Exercise brief =>
Filter the records below for the word "grey". Keep each line that has it.
_ _ _ _ _ _ _
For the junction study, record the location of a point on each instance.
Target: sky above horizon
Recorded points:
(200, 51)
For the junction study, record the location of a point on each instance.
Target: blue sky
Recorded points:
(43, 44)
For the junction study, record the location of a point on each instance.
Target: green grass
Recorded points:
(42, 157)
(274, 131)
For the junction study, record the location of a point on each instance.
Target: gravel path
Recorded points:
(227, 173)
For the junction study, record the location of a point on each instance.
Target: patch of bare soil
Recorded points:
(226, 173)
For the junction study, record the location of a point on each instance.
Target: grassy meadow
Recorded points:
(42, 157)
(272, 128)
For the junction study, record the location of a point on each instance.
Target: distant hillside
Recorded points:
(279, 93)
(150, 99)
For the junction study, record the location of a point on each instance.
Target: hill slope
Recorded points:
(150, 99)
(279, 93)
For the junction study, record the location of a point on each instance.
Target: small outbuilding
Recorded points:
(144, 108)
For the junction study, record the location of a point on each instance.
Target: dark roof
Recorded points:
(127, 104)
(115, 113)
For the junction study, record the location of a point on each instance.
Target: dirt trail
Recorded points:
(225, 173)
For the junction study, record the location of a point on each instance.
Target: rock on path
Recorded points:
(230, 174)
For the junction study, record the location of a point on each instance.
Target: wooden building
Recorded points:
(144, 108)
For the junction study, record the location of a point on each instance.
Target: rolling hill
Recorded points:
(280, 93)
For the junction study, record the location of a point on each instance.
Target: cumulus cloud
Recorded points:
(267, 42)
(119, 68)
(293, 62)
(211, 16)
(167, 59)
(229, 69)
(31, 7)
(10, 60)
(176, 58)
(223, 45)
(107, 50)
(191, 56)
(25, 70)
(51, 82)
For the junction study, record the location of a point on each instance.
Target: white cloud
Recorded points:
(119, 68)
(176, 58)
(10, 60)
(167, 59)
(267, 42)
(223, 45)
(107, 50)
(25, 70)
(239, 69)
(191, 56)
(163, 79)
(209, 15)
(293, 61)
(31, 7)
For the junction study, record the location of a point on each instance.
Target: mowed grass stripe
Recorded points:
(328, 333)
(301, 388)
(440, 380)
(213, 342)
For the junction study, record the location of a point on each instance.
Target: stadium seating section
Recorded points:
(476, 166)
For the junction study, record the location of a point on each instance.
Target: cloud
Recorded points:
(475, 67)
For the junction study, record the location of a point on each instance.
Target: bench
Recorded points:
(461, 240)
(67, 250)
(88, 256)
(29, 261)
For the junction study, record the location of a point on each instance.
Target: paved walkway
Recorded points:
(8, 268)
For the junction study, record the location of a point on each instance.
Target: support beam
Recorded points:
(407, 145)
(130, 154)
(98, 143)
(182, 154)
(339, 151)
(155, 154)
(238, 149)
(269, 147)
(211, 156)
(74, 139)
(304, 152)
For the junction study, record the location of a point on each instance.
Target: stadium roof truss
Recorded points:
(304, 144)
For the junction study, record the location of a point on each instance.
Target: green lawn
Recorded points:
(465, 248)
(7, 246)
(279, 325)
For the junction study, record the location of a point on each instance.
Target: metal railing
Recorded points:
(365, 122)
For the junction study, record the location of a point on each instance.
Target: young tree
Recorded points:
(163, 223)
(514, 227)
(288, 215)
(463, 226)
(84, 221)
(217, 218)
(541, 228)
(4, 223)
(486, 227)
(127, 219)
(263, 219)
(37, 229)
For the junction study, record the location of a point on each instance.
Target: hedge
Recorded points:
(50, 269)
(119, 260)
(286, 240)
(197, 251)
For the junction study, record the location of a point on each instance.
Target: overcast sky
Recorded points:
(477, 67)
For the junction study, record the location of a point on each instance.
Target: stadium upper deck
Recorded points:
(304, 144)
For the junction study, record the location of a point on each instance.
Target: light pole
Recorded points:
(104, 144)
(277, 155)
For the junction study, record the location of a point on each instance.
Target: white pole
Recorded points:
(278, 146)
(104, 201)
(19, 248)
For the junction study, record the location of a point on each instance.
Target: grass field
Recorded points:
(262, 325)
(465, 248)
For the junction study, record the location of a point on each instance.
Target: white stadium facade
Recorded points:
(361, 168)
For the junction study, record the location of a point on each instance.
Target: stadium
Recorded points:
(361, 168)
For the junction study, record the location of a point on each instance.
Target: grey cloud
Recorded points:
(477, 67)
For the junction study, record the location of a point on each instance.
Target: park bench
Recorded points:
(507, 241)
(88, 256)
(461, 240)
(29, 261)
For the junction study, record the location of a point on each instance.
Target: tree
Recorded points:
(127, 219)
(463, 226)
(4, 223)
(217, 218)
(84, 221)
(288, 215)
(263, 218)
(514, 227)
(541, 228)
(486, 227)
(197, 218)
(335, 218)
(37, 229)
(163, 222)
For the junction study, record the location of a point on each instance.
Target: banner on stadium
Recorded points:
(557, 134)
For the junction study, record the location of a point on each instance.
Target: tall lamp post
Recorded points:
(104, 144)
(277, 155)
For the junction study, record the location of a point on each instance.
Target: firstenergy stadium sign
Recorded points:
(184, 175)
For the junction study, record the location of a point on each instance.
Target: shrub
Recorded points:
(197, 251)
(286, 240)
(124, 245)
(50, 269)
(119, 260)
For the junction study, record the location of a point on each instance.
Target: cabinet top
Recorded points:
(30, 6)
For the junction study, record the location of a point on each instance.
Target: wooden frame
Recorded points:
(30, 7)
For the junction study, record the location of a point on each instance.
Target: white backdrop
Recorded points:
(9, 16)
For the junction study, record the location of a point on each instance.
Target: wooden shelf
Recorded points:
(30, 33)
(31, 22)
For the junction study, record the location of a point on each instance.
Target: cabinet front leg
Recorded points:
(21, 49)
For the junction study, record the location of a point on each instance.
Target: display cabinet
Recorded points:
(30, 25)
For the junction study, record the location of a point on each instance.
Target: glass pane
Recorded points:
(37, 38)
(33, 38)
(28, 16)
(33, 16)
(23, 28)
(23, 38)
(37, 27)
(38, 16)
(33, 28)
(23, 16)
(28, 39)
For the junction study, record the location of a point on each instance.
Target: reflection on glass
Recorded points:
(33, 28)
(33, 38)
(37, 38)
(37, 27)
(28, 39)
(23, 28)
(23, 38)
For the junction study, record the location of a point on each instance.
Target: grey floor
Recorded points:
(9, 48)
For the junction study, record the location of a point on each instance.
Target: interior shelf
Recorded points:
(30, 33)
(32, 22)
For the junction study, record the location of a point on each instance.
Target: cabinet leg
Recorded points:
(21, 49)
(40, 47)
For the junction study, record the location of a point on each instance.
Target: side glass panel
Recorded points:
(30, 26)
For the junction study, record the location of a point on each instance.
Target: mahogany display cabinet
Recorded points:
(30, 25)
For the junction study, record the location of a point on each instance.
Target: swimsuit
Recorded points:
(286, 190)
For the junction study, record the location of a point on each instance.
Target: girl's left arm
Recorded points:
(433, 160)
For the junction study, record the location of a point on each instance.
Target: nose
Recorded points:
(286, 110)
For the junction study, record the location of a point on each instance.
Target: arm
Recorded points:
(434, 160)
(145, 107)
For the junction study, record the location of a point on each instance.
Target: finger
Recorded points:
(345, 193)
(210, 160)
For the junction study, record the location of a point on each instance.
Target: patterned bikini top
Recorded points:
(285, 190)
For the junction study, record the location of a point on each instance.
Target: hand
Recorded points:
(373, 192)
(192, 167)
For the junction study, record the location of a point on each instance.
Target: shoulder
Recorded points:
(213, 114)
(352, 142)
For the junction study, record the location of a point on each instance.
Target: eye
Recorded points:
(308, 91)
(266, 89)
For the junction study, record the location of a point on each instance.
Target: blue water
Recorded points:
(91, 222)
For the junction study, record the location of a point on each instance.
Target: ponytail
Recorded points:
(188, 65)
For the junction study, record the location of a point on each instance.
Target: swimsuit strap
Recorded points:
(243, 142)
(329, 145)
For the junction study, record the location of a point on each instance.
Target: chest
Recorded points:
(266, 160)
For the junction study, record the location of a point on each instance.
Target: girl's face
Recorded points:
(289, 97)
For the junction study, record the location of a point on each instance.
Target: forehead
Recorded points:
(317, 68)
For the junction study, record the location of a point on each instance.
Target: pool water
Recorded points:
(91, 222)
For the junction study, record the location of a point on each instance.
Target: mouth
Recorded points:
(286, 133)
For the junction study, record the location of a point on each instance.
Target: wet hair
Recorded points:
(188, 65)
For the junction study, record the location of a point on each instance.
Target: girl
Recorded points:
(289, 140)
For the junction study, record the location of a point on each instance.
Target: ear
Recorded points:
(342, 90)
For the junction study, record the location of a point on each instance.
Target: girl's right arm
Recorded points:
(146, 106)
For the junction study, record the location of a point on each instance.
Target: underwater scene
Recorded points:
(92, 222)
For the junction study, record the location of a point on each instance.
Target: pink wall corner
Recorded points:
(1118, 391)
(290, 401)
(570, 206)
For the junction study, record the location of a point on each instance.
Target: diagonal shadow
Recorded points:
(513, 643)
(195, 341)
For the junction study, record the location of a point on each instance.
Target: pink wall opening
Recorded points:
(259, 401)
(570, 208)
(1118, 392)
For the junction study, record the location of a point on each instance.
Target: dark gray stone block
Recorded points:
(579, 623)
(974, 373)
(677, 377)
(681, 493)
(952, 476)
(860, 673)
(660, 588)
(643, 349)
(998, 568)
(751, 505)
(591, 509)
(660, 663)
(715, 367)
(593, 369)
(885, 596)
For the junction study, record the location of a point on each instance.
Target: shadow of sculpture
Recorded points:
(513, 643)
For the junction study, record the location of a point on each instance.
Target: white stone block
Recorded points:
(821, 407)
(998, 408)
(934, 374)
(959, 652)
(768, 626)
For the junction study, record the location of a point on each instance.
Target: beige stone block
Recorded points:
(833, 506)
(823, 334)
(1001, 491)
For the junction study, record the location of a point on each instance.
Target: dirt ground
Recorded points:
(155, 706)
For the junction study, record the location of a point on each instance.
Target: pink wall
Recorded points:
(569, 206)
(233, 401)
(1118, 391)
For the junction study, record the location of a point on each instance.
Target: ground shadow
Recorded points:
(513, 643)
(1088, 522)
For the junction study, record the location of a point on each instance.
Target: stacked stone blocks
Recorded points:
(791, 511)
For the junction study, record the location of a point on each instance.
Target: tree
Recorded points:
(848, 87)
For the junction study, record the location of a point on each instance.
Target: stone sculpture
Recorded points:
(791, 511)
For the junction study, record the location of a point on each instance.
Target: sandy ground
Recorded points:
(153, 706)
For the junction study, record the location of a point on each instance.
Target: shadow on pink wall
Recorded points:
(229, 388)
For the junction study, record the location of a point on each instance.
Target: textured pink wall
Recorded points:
_ _ _ _ _ _ _
Output of the task =>
Target: grey cloud
Target: grey floor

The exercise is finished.